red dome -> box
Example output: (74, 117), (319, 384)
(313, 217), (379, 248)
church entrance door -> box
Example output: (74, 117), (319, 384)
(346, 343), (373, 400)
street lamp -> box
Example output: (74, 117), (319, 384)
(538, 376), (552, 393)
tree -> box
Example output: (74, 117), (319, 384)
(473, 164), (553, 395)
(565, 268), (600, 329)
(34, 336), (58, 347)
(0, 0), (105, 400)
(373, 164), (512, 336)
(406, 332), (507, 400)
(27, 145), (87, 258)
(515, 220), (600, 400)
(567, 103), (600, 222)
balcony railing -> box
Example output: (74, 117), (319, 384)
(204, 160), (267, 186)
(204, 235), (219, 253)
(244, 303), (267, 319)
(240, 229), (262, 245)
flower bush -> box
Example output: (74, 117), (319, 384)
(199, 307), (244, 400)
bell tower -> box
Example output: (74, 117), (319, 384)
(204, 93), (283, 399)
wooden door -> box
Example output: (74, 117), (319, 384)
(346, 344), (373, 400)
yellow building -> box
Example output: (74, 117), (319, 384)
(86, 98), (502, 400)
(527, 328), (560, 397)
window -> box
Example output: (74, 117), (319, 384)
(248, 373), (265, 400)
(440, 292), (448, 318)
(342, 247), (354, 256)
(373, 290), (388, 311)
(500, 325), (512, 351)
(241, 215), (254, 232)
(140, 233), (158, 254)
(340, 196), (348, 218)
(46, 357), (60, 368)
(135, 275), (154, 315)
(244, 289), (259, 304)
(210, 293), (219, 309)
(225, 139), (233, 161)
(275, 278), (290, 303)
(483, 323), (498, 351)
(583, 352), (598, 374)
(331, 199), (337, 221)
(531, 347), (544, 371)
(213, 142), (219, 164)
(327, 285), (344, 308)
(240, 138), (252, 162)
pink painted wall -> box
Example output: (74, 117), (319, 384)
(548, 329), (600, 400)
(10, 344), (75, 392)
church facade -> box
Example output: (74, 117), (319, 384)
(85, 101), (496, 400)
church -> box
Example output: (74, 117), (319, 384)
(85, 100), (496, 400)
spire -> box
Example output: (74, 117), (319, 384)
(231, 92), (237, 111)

■ **Short task**: Render every line of the listing above as a Markdown table with the columns Row and Line, numbering each row and omitting blank lines.

■ **Task result**:
| Row | Line |
|---|---|
| 1 | red dome -> box |
| 2 | Example output: (74, 117), (319, 384) |
| 3 | (313, 217), (379, 248) |
| 4 | church entrance door -> box |
| 5 | Example output: (74, 117), (319, 384) |
| 6 | (346, 343), (373, 400) |
| 7 | street lamp -> box |
| 8 | Example output: (74, 117), (319, 384) |
| 9 | (538, 376), (552, 393) |
| 10 | tree -> box |
| 11 | Example output: (74, 117), (319, 384) |
| 12 | (473, 164), (553, 395) |
| 13 | (565, 268), (600, 329) |
| 14 | (34, 336), (58, 347) |
| 15 | (0, 0), (105, 400) |
| 16 | (373, 164), (512, 336) |
| 17 | (406, 332), (507, 400) |
| 18 | (27, 145), (87, 258) |
| 19 | (515, 220), (600, 400) |
| 20 | (567, 103), (600, 222) |
| 21 | balcony railing -> box |
| 22 | Example output: (74, 117), (319, 384) |
| 23 | (204, 160), (267, 186) |
| 24 | (204, 235), (219, 253) |
| 25 | (244, 303), (267, 319) |
| 26 | (240, 229), (262, 245) |
| 27 | flower bush -> box |
| 28 | Example output: (74, 117), (319, 384) |
| 29 | (199, 307), (244, 400) |
| 30 | bell tower -> box |
| 31 | Example output: (74, 117), (319, 384) |
| 32 | (204, 93), (283, 399) |
| 33 | wooden door -> box |
| 34 | Example output: (74, 117), (319, 384) |
| 35 | (346, 344), (373, 400) |
| 36 | yellow building -> box |
| 37 | Example output: (74, 117), (319, 384) |
| 38 | (86, 98), (502, 400) |
| 39 | (527, 328), (560, 397) |
| 40 | window -> box |
| 41 | Example output: (74, 117), (319, 384) |
| 42 | (248, 373), (265, 400) |
| 43 | (440, 292), (448, 318) |
| 44 | (342, 247), (354, 256) |
| 45 | (373, 290), (388, 311) |
| 46 | (500, 325), (512, 351) |
| 47 | (241, 215), (254, 232) |
| 48 | (140, 233), (158, 254) |
| 49 | (340, 196), (348, 218) |
| 50 | (46, 357), (60, 368) |
| 51 | (135, 275), (154, 315) |
| 52 | (244, 289), (259, 304) |
| 53 | (210, 293), (219, 309) |
| 54 | (225, 139), (233, 161) |
| 55 | (275, 278), (290, 303) |
| 56 | (483, 323), (498, 351) |
| 57 | (583, 352), (598, 374) |
| 58 | (331, 199), (337, 221) |
| 59 | (531, 347), (544, 371) |
| 60 | (213, 142), (219, 164) |
| 61 | (327, 285), (344, 308) |
| 62 | (240, 138), (252, 162) |
| 63 | pink painted wall -> box |
| 64 | Example output: (74, 117), (319, 384) |
| 65 | (548, 329), (600, 400) |
| 66 | (10, 344), (75, 392) |
| 67 | church facade -> box |
| 68 | Example output: (74, 117), (319, 384) |
| 69 | (85, 101), (496, 400) |
| 70 | church -> box |
| 71 | Example output: (74, 117), (319, 384) |
| 72 | (85, 100), (496, 400) |
| 73 | spire -> box |
| 74 | Example output: (74, 117), (319, 384) |
| 75 | (231, 92), (237, 111) |